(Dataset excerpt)
## BEGIN

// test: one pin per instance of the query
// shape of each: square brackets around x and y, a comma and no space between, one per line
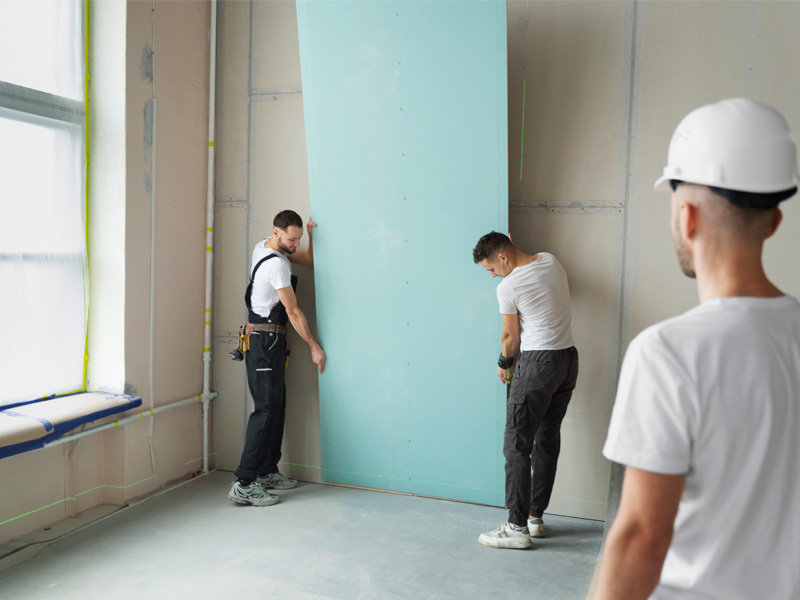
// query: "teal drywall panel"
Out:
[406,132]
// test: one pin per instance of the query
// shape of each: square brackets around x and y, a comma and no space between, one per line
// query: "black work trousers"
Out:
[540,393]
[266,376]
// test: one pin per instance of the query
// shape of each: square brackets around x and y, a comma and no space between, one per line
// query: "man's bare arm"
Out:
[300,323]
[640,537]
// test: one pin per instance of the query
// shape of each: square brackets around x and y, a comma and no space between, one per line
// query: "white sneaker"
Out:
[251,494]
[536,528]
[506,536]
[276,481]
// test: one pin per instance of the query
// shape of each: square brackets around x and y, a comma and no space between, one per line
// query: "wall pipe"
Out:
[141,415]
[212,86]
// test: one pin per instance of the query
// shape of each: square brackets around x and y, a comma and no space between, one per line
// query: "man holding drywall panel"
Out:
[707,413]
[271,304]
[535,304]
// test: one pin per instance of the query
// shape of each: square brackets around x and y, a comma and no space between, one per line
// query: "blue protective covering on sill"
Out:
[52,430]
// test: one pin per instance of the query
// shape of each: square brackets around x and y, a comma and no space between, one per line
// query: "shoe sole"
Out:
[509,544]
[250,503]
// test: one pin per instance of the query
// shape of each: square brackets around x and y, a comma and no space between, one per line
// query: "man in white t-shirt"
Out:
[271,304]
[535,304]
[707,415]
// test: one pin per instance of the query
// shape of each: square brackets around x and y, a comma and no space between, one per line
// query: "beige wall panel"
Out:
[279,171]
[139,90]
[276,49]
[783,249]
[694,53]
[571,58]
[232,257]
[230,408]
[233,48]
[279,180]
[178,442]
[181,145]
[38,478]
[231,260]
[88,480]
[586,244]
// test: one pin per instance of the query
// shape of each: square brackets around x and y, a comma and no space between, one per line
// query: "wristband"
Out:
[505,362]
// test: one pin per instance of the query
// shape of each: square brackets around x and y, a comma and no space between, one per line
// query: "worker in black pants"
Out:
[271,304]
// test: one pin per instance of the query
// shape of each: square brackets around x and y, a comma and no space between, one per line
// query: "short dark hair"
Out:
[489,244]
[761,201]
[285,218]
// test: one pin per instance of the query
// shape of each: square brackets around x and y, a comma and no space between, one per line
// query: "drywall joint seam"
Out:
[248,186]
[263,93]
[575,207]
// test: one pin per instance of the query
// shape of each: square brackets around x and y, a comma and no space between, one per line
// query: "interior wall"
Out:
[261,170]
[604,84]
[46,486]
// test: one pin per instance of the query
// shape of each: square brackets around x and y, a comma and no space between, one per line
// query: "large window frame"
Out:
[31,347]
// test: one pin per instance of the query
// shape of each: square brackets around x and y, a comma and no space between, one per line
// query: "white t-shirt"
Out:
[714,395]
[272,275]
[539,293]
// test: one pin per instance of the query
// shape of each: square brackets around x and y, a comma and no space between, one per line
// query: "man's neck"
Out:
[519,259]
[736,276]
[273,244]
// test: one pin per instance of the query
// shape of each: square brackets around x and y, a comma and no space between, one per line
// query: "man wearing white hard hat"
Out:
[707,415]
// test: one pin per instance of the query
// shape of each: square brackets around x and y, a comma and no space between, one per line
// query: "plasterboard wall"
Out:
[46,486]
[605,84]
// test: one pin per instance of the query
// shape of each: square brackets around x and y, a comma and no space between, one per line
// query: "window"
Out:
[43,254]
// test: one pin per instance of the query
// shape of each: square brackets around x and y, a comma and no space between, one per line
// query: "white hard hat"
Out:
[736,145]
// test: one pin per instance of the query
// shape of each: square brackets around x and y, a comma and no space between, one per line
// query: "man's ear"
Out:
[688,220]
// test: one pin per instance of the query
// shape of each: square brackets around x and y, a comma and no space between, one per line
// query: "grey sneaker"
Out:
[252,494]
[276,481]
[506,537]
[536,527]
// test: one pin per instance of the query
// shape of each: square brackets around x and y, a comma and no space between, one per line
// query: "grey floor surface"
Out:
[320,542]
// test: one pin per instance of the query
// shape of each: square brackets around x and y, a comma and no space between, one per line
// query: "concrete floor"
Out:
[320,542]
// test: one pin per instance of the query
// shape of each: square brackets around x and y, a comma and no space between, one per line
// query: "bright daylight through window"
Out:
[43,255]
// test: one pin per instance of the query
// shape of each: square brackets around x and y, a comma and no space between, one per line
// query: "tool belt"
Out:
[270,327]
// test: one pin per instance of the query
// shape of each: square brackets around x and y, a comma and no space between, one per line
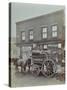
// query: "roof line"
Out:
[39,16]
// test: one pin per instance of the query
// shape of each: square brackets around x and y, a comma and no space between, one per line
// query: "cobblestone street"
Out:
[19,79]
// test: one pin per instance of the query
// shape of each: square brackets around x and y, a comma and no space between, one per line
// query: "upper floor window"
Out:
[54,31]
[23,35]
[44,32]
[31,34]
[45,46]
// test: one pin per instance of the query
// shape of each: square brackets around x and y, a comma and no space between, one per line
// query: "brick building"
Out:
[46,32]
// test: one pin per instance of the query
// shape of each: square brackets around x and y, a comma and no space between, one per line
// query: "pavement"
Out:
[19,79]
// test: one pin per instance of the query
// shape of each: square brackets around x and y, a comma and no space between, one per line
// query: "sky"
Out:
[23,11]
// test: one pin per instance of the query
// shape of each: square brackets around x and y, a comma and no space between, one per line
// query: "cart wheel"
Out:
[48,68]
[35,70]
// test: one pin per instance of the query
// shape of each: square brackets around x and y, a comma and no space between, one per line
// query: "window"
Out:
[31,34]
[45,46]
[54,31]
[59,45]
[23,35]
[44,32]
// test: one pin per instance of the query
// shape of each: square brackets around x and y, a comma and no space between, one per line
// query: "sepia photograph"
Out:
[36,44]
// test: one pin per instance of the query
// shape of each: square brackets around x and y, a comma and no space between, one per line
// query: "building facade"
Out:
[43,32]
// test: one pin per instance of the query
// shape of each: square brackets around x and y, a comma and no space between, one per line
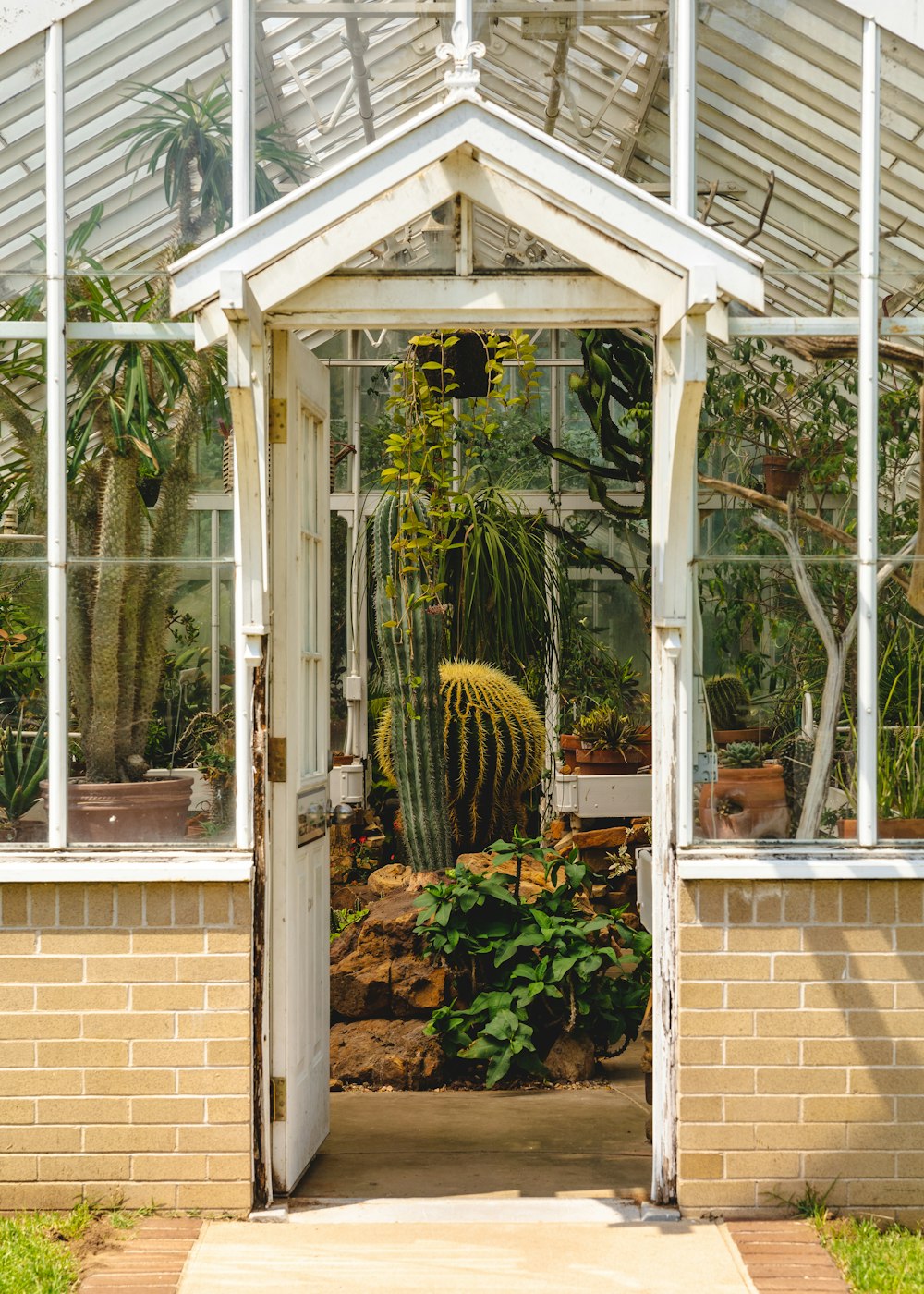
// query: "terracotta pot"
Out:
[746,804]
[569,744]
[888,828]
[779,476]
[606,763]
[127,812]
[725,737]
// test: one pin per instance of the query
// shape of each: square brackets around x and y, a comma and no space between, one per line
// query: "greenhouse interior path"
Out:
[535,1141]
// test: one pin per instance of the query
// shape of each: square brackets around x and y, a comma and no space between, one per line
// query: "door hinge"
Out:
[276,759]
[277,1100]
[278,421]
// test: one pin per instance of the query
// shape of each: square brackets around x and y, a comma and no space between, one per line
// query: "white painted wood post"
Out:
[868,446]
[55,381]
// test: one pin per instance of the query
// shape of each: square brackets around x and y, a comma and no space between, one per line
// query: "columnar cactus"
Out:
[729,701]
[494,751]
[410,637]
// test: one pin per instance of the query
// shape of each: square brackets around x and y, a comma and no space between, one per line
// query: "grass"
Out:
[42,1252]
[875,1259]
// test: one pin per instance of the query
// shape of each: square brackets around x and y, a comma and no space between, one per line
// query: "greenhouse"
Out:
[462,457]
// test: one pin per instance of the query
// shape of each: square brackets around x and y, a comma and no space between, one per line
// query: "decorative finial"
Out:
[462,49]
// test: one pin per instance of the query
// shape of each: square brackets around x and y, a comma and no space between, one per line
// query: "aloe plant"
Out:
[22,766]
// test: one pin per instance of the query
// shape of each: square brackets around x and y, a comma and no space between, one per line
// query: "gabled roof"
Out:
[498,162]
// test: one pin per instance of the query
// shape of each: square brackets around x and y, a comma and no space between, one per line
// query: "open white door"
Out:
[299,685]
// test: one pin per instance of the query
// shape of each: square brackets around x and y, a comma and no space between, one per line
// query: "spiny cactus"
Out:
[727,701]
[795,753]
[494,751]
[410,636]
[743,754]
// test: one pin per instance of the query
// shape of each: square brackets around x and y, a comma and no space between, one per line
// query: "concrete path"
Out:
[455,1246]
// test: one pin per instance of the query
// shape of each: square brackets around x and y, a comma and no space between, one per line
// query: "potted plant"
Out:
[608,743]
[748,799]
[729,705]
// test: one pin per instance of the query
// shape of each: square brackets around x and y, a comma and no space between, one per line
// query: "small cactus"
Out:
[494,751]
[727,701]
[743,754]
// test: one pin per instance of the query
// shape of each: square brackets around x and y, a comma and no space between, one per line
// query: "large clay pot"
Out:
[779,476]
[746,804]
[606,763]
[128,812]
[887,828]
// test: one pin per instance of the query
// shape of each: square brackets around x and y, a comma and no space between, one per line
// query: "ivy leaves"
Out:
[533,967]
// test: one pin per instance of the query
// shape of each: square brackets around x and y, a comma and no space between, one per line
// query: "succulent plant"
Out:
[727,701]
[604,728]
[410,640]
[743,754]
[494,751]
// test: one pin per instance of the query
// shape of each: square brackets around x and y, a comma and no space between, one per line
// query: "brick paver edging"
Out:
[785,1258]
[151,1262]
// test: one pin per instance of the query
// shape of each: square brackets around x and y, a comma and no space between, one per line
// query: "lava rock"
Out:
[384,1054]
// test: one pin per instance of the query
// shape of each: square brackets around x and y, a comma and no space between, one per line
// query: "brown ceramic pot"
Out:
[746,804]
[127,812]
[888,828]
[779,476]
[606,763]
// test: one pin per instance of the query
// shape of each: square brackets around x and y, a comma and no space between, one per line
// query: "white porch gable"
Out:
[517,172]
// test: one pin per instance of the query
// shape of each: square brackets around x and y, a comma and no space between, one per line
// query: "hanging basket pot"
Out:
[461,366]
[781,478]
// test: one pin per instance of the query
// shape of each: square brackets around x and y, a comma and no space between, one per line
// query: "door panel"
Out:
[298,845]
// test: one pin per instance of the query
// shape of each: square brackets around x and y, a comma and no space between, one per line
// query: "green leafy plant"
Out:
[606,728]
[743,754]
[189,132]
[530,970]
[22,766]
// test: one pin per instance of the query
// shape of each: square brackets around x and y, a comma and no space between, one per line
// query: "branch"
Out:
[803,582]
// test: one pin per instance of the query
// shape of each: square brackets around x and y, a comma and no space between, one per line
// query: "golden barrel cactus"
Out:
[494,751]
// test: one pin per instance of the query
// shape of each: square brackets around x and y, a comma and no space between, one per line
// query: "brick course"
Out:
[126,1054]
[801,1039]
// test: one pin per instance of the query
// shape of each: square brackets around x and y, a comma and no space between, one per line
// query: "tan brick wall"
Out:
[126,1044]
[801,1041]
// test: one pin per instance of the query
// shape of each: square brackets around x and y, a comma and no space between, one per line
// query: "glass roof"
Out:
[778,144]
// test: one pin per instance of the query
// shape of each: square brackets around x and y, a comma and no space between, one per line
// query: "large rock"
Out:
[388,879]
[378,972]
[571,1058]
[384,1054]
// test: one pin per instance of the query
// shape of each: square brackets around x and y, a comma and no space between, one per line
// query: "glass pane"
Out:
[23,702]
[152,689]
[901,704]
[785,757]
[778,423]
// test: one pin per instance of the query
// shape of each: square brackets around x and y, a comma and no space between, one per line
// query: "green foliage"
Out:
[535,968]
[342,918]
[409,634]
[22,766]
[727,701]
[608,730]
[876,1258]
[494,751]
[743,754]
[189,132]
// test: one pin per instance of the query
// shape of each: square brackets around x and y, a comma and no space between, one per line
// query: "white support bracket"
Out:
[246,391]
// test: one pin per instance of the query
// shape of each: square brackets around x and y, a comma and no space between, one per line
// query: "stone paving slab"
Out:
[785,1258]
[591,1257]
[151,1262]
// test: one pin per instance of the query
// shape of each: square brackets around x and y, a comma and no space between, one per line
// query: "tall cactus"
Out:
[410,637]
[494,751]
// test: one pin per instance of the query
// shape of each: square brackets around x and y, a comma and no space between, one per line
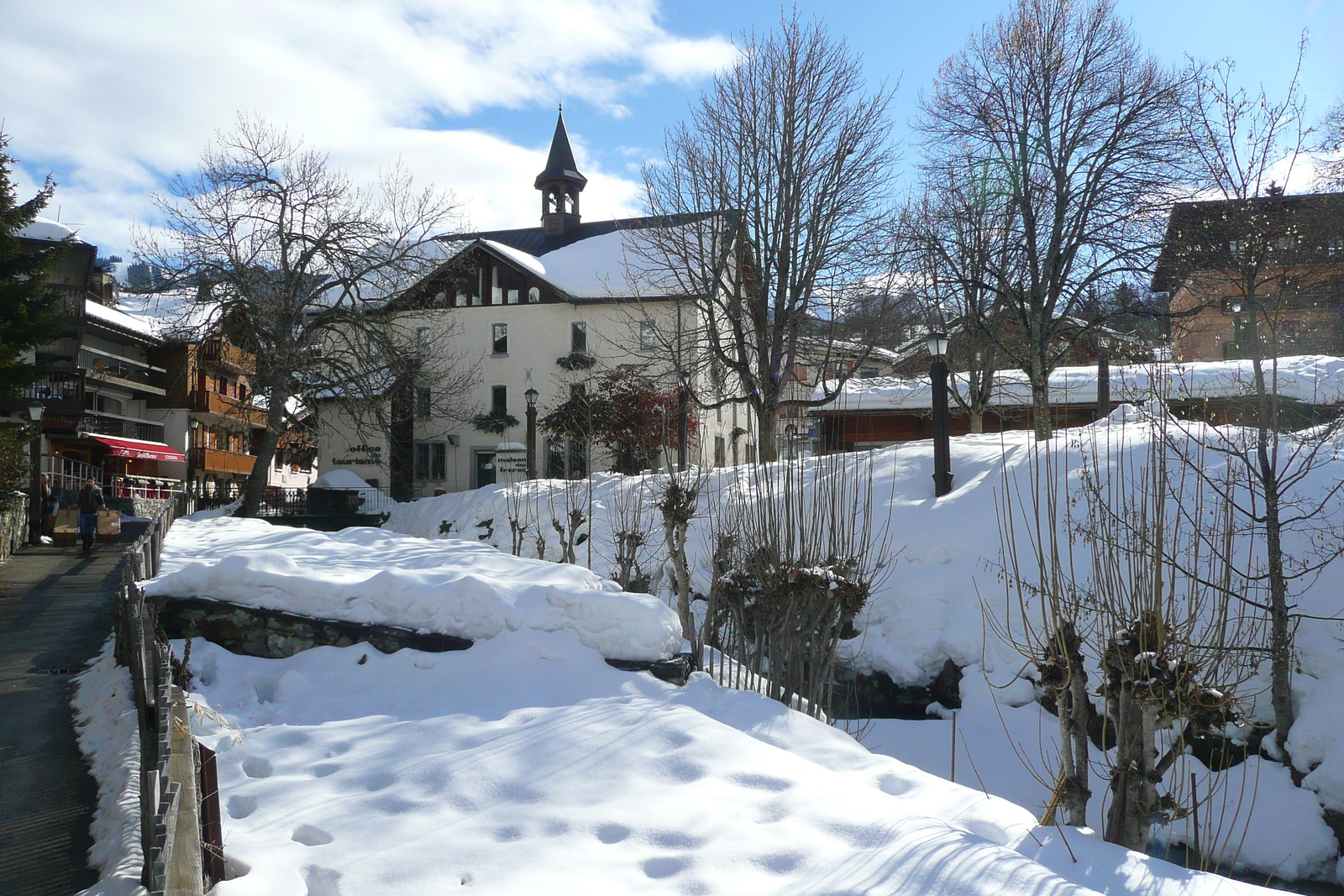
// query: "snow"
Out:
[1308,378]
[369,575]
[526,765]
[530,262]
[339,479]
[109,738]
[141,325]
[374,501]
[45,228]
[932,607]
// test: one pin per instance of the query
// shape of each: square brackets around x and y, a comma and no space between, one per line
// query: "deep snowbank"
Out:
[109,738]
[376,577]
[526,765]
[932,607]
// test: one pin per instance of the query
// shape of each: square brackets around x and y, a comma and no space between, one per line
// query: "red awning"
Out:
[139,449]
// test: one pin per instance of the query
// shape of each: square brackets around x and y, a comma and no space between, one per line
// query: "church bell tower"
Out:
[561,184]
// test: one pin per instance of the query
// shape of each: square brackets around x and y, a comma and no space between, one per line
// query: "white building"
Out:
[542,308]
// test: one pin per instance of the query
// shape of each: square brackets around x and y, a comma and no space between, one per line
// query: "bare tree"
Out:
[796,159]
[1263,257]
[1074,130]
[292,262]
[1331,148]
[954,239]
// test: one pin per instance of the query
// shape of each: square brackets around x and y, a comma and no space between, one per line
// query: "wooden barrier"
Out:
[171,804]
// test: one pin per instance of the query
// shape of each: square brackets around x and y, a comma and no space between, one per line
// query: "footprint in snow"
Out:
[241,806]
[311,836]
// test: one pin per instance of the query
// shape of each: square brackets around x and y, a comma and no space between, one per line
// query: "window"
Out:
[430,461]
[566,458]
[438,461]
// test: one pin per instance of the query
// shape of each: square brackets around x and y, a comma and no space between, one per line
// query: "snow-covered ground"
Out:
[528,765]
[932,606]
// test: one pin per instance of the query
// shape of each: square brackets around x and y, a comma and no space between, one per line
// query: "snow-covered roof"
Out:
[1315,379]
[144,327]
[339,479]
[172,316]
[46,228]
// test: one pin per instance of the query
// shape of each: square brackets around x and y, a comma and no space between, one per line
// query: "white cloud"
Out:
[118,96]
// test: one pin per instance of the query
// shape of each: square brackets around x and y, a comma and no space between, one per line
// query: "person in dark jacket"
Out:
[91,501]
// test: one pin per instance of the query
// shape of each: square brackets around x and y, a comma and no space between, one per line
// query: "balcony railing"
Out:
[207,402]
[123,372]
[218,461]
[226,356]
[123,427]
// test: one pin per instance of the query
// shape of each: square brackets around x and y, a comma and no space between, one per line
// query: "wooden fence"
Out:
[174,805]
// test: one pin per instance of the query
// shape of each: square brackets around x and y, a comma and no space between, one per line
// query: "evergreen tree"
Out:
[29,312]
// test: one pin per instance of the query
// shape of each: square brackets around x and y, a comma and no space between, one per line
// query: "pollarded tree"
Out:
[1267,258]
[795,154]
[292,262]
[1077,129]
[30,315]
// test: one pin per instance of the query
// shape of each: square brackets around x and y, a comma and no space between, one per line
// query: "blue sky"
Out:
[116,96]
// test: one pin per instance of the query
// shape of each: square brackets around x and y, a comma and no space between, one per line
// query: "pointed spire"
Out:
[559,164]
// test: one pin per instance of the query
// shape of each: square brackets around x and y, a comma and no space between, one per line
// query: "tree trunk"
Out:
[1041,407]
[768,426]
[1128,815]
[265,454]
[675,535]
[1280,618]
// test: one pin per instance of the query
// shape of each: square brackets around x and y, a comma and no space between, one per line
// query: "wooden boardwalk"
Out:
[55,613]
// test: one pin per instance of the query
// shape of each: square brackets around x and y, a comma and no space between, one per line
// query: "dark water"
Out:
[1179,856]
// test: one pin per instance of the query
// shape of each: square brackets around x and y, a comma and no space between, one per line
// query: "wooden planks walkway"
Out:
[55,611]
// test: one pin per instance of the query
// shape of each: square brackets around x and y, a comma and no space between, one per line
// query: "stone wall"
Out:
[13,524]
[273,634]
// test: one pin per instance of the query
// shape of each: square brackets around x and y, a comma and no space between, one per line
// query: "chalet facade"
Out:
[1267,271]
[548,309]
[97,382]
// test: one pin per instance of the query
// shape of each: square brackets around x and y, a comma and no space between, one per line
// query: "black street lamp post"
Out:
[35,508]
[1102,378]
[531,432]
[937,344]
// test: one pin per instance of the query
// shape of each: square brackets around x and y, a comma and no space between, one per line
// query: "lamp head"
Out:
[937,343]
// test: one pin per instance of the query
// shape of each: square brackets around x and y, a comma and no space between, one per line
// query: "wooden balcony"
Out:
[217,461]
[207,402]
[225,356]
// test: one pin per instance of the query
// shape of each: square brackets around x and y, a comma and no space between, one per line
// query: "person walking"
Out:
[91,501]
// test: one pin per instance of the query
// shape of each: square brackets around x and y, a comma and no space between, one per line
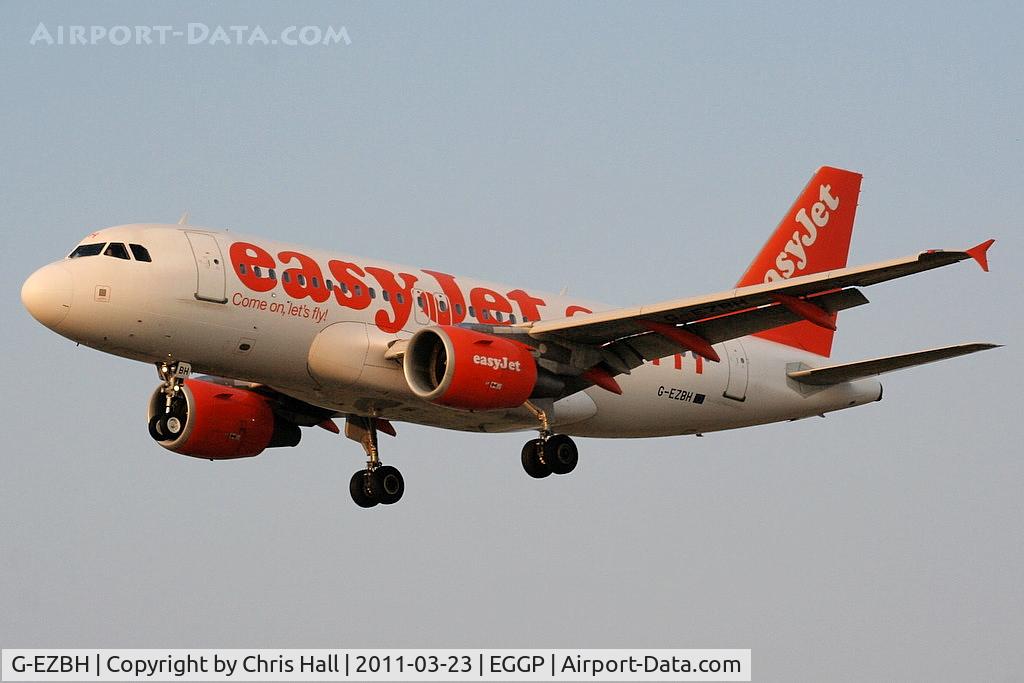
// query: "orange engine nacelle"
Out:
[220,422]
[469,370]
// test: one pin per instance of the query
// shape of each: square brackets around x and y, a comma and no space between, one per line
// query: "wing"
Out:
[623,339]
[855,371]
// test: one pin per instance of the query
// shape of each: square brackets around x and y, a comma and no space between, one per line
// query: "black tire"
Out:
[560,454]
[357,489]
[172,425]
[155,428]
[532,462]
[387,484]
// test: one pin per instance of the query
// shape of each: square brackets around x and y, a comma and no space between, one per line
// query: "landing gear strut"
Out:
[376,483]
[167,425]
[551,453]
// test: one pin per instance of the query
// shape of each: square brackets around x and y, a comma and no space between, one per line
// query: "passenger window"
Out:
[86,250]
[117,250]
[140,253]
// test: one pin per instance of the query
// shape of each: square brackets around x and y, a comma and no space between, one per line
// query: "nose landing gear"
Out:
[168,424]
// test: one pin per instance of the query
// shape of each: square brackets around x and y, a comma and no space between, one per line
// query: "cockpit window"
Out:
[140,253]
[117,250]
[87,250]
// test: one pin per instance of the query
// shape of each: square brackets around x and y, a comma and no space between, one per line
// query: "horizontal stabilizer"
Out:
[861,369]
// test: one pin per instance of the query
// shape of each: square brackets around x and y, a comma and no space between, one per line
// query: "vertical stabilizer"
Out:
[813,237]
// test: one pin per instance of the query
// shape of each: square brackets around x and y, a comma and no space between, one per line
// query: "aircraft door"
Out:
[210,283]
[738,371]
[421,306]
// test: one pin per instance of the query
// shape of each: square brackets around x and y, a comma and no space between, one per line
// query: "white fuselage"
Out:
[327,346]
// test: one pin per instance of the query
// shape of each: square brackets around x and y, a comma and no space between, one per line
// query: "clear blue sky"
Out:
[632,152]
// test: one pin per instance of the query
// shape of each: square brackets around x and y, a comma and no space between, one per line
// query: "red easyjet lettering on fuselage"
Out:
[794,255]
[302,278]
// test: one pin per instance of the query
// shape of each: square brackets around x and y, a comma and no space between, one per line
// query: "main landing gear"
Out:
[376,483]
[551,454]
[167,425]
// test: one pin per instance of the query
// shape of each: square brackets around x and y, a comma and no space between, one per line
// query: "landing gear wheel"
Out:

## END

INSTRUCTION:
Show every line of the records that contains the string "wooden".

FINAL RESULT:
// query: "wooden barrier"
// query: "wooden fence"
// query: "wooden boardwalk"
// query: "wooden planks walkway"
// query: "wooden balcony"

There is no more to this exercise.